In Brief— A continuation of the author’s listing of some of the books, movies and more that have helped shape the person s/he is. This is guaranteed to put your mind into high gear and keep you awake at night.
You Are the Sum Total of All Your Experiences—
It is said that that a reader lives a thousand lives before dying while the non-reader lives but one. I believe it’s necessary to add “what you have viewed” to that saying.
In Part 1, I listed several books that have helped shape the person I am today, but I suddenly remembered a few others that cry out to be added to that list. However, I must warn you that still others may follow. Right now, the books. Films will follow.
Beyond Words by Carl Safina. After you read this book, you will never again think of them as “dumb animals.” Elephants, wolves, dolphins, orcas, chimps, dogs and others not only think differently (and in some cases, better) than humans, but they have talents never before realized. Scientist Safina relates his studies of these amazing species in non-scientific language. Frans De Waal’s “Are We Smart Enough to Know How Smart Animals Are?” is a good follow-up.
Sweet Swan of Avon by Robin P. Williams. The subtitle says it all: “Did a Woman Write Shakespeare?” Mary Sidney Herbert, the Countess of Pembroke, was an extraordinarily educated and talented woman in the court of Elizabeth. Williams presents facts that can depose Shakespeare, about whom we know very little, as being the author. Check out the Mary Sidney Society site on the internet and see if you, too, are convinced.
Winnie-the-Pooh by A. A. Milne. This may be a story that you read to your children, but it’s not only entertaining to children, it is charming for an adult reader. Winnie, Piglet, Eeyore, Kanga, Roo and the other characters will capture everybody’s hearts.
The Presidents Club by Nancy Gibbs and Michael Duffy. Based on extensive documentation, you will learn how retiring presidents guide incoming presidents, for good or ill, to take on the task of running America. You may discover that the past and incoming men are not what you have thought. Political junkies will find a feast, but all readers will learn more than expected…some of it unpleasant.
James and the Giant Peach by Roald Dahl. A children’s book that tells the fantastic adventure of lonely James and his unconventional friends. You and the kids will love it. “Charlie and the Chocolate Factory” is a winner, too.

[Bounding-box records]
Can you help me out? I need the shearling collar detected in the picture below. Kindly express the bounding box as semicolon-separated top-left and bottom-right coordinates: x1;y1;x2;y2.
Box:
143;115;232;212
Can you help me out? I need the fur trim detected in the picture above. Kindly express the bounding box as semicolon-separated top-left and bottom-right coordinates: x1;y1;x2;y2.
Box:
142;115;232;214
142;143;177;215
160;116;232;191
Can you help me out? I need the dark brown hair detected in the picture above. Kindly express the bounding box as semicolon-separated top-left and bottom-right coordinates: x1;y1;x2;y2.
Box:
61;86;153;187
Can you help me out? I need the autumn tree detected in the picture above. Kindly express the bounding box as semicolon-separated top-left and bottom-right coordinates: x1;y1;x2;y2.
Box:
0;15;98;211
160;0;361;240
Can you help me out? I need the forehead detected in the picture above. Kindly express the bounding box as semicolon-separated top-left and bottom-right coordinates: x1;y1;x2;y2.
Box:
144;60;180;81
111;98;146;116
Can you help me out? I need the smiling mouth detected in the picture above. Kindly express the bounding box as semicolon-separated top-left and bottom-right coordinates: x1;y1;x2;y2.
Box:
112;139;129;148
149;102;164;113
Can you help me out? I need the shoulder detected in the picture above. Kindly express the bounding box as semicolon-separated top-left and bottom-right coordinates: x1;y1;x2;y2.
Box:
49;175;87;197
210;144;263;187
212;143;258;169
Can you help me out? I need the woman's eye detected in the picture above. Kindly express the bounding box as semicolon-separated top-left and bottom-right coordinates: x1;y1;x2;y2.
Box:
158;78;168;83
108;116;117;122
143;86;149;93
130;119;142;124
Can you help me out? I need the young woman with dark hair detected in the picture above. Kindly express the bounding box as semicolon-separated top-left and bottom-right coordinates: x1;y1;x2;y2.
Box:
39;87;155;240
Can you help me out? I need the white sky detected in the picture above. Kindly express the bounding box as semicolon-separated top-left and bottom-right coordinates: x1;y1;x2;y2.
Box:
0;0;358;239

_AIM_
Reproduce word for word the part of the reading list above that opens with the words containing "Winnie-the-Pooh by A." and closes with "a winner, too.".

_THE OUTPUT_
Winnie-the-Pooh by A. A. Milne. This may be a story that you read to your children, but it’s not only entertaining to children, it is charming for an adult reader. Winnie, Piglet, Eeyore, Kanga, Roo and the other characters will capture everybody’s hearts.
The Presidents Club by Nancy Gibbs and Michael Duffy. Based on extensive documentation, you will learn how retiring presidents guide incoming presidents, for good or ill, to take on the task of running America. You may discover that the past and incoming men are not what you have thought. Political junkies will find a feast, but all readers will learn more than expected…some of it unpleasant.
James and the Giant Peach by Roald Dahl. A children’s book that tells the fantastic adventure of lonely James and his unconventional friends. You and the kids will love it. “Charlie and the Chocolate Factory” is a winner, too.